## [YOUR GOAL]
In the review of Ralph Breaks the Internet, reproduce the passage from "At first, I" up to and including "this bullshit peppy?".

──────── EXCERPT ────────

At first, I thought Ralph would set up the promise of the Internet only to tear it down. But no. It is as relentlessly upbeat as the fat kid on the high school cheerleading squad. It becomes distracting. Were the writer/directors Phil Johnston and Rich Moore under a gag order to keep this bullshit peppy?
In Ralph Breaks the Internet, the titular hero and his pre-teen best friend Vannelope (Sarah Silverman) must journey out of their arcade world and into the big scary Internet to get a new steering wheel for her video game. Without it, her game will be scrapped and she’ll be homeless. There’s a story there in the new burying the old, and how what we once loved just becomes another layer of the forest floor, feeding the latest gadgets and diversions that grow, wither and get buried yet again. Somewhere under our feet are the remains of Milli Vanilli, Carmen Sandiego, Mattel Electronics, and Arthur Fonzarelli.
There’s also a pretty fucking laughable scene where some pre-teen girls come to an arcade just to play retro games. In reality, it’s almost always old guys in arcades trying to recapture some glory, the sort of guys whose lives have turned out so shitty that their fondest memories are of being good at Donkey Kong.
Ralph refuses to allow the darkness in. That’s fine in a fantasy world, but this movie wants to take us to the Internet, a very real place. The movie makes it a brightly colored wonderland of goodness where everyone is trying to help the heroes. To raise money to buy the steering wheel, Ralph makes viral videos of himself getting attacked by bees or hit by things, and quickly makes tens of thousands of dollars. I love when kids’ movies tell kids not to have passion but to do whatever it takes to make money. Such a Disney message! A spammer who, for whatever reason, talks like Humphrey Bogart, isn’t trying to infect a computer with malware and steal identities. He’s just a hard-working, misunderstood guy who not only tries to help Ralph and Vanellope, but also tries to rescue them. Ralph and Vanellope can turn any corner or go into any alley and everything is safe.
After celebrating an empty and artificial Internet for 90 minutes by repeating memes, mentioning brand names and celebrating the hidden altruism of Grand Theft Auto, which the target audience probably has not played much, Ralph finally makes a clumsy stab at saying two things. First is that Ralph and Vanellope can be friends even if she wants to explore this new world while he returns to the comfort of the arcade. It’s some trite horseshit about how friends don’t have to always be together, and it plays with all the subtlety and warmth of an After School Special starring Willie Aames. The other is that the Internet can amplify our insecurities. That’s a pretty good thing to tell kids. Too fucking bad it comes so late in the movie, and in a way that kids aren’t going to understand. All they will see is that Ralph became a giant monster and smashed stuff.

──────── STUDY MATERIAL ────────

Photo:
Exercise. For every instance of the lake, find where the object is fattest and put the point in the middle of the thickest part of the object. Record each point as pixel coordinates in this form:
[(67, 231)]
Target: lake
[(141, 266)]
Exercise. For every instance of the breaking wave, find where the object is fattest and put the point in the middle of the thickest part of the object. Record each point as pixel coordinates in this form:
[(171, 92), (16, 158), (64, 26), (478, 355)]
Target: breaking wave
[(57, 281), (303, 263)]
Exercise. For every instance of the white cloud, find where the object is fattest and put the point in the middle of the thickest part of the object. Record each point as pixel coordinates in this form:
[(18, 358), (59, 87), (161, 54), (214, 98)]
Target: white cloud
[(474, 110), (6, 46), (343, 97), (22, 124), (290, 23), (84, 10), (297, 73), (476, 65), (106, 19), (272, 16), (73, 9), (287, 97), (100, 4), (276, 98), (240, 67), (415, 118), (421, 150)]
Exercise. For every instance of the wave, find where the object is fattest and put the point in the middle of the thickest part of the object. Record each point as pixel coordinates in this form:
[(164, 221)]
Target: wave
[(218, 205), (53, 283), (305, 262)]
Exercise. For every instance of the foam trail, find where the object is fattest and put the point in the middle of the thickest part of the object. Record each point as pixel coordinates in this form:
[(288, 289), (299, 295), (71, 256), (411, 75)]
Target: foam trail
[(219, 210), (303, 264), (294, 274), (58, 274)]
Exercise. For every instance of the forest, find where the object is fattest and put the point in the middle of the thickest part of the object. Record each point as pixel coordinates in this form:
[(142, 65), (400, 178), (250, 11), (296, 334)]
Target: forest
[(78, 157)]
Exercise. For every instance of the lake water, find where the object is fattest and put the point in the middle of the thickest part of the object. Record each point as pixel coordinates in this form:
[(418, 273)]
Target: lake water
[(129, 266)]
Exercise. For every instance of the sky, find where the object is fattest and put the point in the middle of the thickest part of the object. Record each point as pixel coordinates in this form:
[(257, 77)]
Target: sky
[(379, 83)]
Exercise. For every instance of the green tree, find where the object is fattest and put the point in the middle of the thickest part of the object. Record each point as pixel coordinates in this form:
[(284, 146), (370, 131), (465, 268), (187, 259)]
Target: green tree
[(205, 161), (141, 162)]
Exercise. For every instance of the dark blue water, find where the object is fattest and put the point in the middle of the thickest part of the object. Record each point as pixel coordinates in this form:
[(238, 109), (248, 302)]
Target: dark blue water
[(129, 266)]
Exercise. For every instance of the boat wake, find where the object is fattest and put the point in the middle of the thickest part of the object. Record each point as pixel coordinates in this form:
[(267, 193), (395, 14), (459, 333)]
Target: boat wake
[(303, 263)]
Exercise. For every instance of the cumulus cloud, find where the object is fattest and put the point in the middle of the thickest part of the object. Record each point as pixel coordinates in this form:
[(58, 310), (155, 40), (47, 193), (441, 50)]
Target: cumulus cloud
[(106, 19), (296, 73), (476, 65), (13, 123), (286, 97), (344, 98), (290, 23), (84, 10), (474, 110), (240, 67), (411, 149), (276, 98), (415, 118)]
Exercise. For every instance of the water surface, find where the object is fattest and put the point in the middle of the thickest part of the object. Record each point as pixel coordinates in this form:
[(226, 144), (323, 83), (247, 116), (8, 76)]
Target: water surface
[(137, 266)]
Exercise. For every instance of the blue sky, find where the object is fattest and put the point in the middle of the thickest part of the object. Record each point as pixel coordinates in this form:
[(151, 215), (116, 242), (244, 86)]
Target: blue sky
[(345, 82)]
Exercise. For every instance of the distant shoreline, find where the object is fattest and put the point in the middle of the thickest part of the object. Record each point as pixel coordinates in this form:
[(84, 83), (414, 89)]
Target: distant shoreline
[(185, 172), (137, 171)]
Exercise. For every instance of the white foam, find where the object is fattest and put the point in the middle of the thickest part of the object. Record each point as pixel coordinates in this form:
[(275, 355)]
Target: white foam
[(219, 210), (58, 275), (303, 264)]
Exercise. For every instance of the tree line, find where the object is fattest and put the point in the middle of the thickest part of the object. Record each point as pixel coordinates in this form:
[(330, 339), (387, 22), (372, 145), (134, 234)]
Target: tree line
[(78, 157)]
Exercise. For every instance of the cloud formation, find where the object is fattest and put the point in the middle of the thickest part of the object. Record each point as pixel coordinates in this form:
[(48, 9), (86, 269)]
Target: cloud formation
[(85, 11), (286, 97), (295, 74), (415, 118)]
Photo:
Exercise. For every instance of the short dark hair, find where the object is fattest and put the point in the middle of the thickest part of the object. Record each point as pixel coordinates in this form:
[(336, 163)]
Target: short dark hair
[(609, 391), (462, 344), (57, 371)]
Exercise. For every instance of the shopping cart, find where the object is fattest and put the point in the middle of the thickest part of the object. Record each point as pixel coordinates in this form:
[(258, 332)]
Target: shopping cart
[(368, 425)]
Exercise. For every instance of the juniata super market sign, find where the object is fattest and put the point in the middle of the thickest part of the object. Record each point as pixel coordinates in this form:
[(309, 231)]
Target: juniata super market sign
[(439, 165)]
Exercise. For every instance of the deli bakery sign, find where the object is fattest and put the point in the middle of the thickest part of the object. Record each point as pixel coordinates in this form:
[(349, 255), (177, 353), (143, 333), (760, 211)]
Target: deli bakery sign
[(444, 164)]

────────

## [OUTPUT FOR THIS TASK]
At first, I thought Ralph would set up the promise of the Internet only to tear it down. But no. It is as relentlessly upbeat as the fat kid on the high school cheerleading squad. It becomes distracting. Were the writer/directors Phil Johnston and Rich Moore under a gag order to keep this bullshit peppy?